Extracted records
^^^^^^^^^^^^^^^^

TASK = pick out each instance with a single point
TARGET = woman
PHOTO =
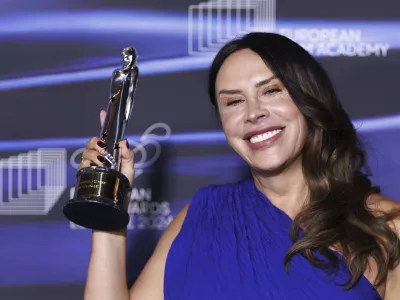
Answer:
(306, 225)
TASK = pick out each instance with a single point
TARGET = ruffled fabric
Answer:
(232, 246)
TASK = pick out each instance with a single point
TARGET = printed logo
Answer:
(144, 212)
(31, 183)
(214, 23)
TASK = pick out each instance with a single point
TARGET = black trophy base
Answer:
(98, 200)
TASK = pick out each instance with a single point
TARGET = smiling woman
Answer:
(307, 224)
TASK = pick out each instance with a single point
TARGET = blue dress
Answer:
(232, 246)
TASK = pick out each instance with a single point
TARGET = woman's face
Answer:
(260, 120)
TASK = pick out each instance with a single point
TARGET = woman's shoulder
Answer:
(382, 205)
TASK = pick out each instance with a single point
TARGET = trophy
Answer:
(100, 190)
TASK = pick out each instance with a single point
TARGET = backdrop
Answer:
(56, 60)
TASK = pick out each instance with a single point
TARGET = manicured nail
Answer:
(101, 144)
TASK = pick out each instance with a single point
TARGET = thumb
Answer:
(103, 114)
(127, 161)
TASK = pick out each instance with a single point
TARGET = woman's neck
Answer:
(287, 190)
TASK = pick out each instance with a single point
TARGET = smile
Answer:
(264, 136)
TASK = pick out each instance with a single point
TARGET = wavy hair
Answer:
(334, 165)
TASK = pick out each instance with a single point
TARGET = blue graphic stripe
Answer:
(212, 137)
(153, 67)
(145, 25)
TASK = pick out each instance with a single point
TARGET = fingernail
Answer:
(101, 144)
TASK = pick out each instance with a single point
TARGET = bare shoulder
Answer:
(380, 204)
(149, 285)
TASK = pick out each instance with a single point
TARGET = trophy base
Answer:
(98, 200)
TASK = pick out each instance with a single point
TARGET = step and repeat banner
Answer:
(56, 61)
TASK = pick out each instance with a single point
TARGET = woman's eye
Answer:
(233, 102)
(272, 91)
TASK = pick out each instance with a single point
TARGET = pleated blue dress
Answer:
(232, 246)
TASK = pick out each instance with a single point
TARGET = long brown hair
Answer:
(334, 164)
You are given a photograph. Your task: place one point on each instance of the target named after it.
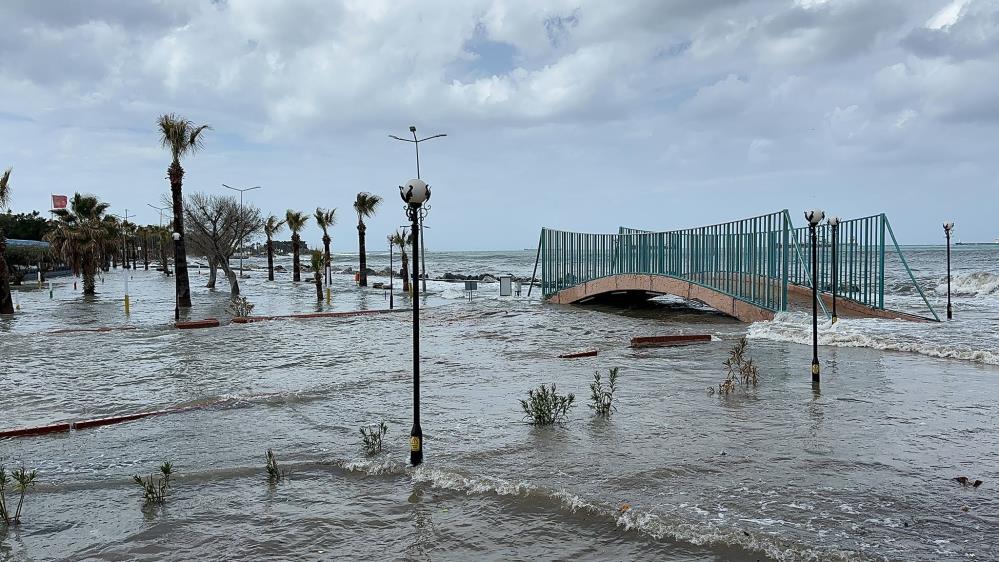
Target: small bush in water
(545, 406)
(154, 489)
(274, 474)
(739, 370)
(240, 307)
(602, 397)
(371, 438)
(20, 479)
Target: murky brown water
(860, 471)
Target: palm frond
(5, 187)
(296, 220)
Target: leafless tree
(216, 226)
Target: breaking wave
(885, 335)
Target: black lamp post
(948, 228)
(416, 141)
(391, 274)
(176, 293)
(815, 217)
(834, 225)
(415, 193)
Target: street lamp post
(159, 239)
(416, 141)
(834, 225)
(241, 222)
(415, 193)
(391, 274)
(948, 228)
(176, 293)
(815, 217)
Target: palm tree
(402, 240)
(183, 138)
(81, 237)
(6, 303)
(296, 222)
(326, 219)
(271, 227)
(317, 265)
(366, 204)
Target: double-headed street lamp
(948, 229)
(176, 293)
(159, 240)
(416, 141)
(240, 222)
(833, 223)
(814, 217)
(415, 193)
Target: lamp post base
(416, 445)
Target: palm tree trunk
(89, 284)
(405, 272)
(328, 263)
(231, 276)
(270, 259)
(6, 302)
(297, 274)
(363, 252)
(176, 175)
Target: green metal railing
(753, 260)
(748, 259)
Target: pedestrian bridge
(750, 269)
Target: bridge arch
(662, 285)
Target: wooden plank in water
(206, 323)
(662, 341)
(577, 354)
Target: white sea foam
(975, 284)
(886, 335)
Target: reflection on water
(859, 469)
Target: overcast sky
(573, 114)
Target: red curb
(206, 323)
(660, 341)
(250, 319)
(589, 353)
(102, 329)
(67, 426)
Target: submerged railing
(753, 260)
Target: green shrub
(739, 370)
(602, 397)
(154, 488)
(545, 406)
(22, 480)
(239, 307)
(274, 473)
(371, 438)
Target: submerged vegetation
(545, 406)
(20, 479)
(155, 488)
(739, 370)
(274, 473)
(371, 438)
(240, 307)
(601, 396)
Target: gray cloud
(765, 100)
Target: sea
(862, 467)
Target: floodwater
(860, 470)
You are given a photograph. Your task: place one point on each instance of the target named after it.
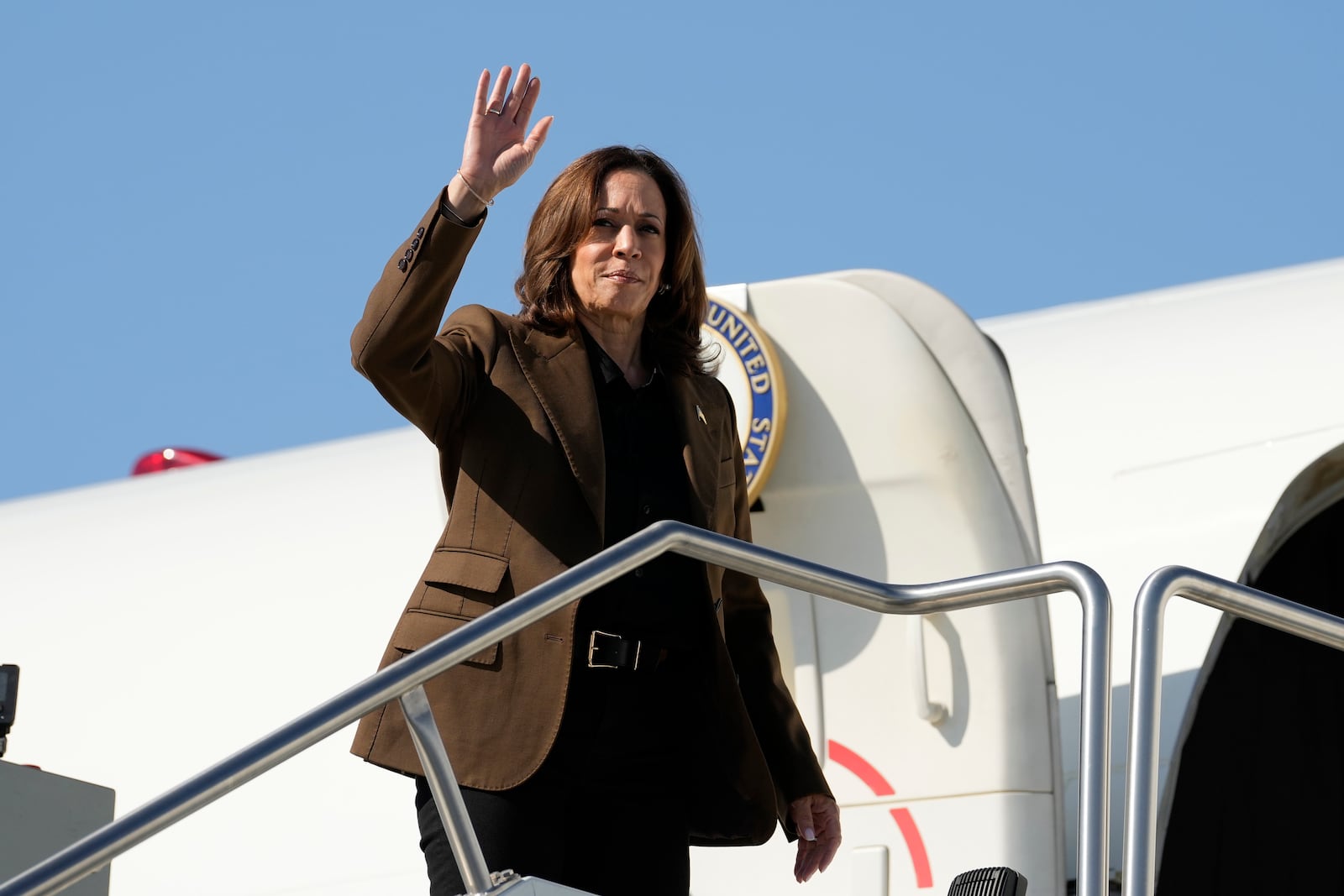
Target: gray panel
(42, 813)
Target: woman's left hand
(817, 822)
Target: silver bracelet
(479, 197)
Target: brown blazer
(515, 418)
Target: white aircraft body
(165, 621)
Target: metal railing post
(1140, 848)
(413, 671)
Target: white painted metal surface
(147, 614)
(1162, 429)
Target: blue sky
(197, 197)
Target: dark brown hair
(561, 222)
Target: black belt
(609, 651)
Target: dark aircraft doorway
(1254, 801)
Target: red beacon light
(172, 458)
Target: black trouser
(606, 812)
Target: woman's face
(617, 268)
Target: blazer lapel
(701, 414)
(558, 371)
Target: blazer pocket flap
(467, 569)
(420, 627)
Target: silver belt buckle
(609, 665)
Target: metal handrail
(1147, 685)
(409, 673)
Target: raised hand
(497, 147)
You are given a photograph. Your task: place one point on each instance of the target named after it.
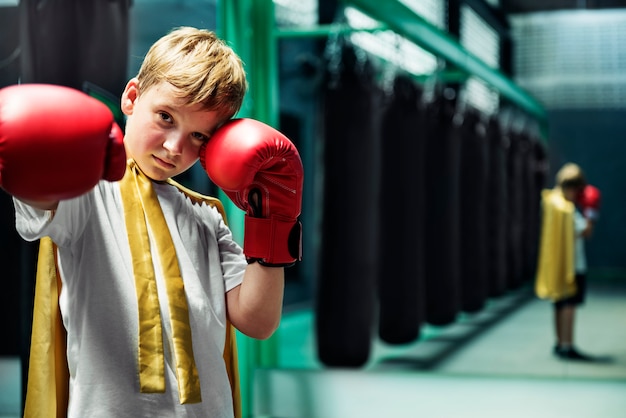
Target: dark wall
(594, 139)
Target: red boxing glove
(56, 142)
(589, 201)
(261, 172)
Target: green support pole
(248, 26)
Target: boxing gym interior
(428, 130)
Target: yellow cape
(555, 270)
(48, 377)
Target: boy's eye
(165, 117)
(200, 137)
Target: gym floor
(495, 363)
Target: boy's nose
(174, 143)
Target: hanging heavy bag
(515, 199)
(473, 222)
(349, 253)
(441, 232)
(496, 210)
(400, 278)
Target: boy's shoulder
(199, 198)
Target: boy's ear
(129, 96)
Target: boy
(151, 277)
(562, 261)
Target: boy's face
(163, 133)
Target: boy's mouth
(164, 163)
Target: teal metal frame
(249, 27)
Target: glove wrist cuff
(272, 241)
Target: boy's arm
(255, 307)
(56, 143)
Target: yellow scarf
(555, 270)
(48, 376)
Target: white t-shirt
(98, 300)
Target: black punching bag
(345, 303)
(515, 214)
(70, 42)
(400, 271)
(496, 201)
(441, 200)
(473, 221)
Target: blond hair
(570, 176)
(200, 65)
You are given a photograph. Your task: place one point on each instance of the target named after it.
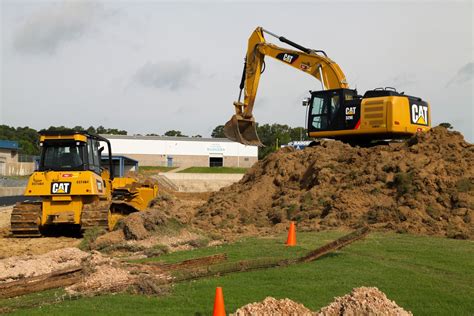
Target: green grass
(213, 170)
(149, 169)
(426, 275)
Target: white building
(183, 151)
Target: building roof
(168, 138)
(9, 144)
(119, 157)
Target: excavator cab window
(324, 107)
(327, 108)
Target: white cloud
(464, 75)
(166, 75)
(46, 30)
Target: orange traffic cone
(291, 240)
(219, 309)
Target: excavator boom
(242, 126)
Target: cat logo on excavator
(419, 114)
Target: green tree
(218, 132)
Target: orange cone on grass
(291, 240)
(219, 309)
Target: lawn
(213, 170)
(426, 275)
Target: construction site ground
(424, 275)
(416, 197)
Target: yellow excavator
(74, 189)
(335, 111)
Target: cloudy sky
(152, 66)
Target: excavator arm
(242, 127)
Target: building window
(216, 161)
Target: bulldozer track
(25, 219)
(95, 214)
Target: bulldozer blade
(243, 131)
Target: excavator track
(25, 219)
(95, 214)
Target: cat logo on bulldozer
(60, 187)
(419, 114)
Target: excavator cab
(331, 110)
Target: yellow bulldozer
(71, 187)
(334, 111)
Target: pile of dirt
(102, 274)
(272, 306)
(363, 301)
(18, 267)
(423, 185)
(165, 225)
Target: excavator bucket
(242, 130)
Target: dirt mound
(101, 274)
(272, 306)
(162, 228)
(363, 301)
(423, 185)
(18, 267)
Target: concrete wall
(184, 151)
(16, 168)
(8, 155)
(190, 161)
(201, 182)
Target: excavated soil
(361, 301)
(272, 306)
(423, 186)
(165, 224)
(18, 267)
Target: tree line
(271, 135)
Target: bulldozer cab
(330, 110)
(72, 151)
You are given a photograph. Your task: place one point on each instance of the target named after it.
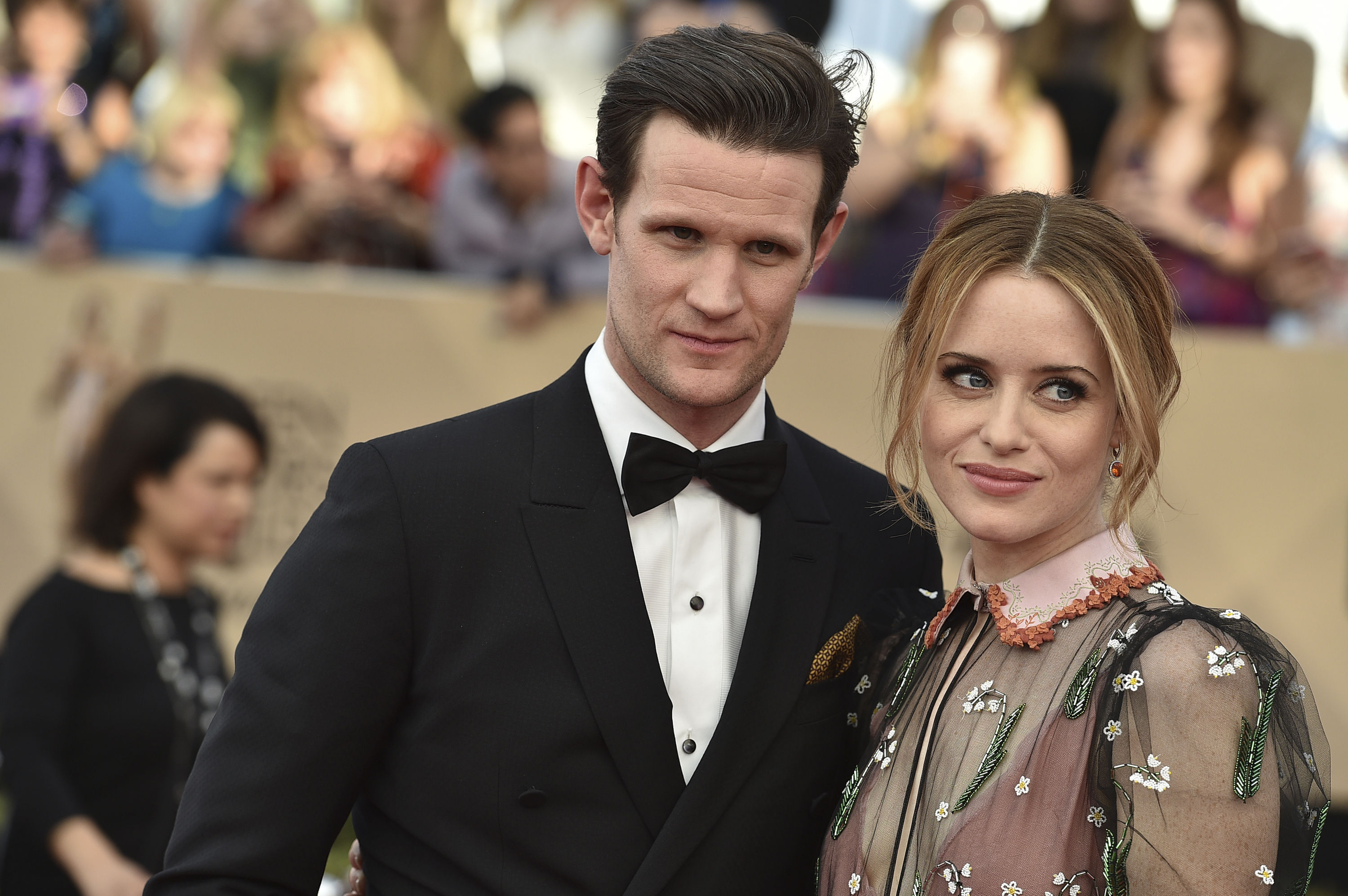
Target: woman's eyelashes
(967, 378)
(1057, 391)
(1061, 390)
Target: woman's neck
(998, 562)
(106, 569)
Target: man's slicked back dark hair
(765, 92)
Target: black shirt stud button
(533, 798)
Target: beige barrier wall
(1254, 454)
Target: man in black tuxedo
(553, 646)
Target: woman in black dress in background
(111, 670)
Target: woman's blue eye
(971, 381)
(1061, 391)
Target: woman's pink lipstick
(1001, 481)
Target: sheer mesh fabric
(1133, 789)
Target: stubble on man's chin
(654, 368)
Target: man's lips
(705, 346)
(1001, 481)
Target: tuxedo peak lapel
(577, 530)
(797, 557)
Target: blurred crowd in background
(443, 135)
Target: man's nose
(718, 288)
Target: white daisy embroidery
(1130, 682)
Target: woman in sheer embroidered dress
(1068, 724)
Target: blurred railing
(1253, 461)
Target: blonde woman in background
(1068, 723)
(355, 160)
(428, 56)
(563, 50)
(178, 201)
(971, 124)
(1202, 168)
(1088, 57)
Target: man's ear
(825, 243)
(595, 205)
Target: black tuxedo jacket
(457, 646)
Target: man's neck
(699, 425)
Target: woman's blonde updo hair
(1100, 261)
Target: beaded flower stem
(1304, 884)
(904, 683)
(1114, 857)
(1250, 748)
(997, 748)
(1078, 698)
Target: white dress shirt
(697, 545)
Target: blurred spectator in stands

^^^^^^^^^^^^^^^^

**ABOUT THIS TASK:** How many of the lines in the records above include the word "trophy"? State that number alone.

**FINAL ANSWER:** 3